# start of EXCERPTED PASSAGE

A Python module for constructing a decision tree from multidimensional training data and for using the decision tree for classifying new data
Project description
Version 2.2.6 fixes a couple of serious bugs in the module, one in the method that reads training data from a ‘.dat’ file and the other in the method used for calculating the probability of a feature acquiring a particular value. The consequences of the latter bug are serious if your training data file has a large number of zero values for the features.
Version 2.2.5 changes are limited to the part of the module that generates synthetic data for experimenting with decision tree construction and classification. There were a couple of bugs in this part of the module that are now fixed.
Version 2.2.4 should prove more robust when the probability distribution for the values of a feature is expected to be heavy-tailed; that is, when the supposedly rare observations can occur with significant probability.

# end of EXCERPTED PASSAGE

> [INSTRUCTION 1]: In the project description, which version fixes bugs in the part of the module that makes synthetic data?
> [INSTRUCTION 2]: Turn the paragraph of the project description that begins "Version 2.2.6 fixes" into a short bulleted list that keeps its main facts.
> [INSTRUCTION 3]:
Check each statement against the project description and answer yes or no, quoting the words that decide it:
(a) Version 2.2.4 is meant to handle heavy-tailed value distributions better.
(b) Version 2.2.5 changes the method that reads training data from a ‘.dat’ file.
(c) The probability bug matters most when the training data has many zero feature values.

# start of GIVEN INFORMATION

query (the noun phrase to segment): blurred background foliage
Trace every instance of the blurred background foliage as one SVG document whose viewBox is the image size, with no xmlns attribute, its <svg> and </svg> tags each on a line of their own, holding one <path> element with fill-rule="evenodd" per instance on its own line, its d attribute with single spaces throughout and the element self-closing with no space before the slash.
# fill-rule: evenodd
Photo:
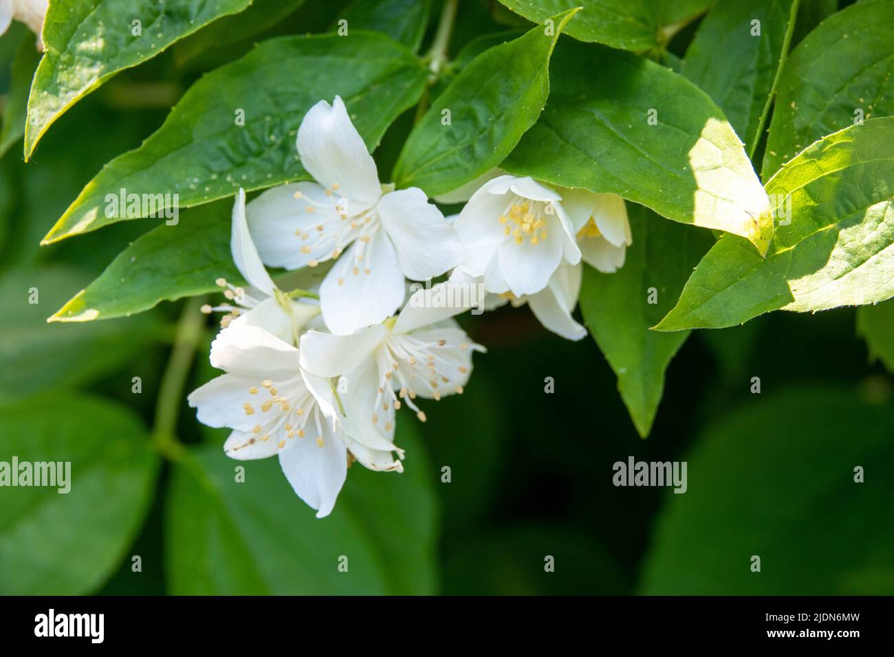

# end of GIVEN INFORMATION

> [EXERCISE RESPONSE 1]: Version 2.2.5.

> [EXERCISE RESPONSE 2]:
- Version 2.2.6 fixes two serious bugs.
- One bug was in the method that reads training data from a ‘.dat’ file.
- The other was in the method that calculates the probability of a feature taking a particular value.
- The second bug has serious effects when the training data file has many zero values for the features.

> [EXERCISE RESPONSE 3]:
(a) Yes: "Version 2.2.4 should prove more robust when the probability distribution for the values of a feature is expected to be heavy-tailed"
(b) No: "Version 2.2.5 changes are limited to the part of the module that generates synthetic data for experimenting with decision tree construction and classification."
(c) Yes: "The consequences of the latter bug are serious if your training data file has a large number of zero values for the features."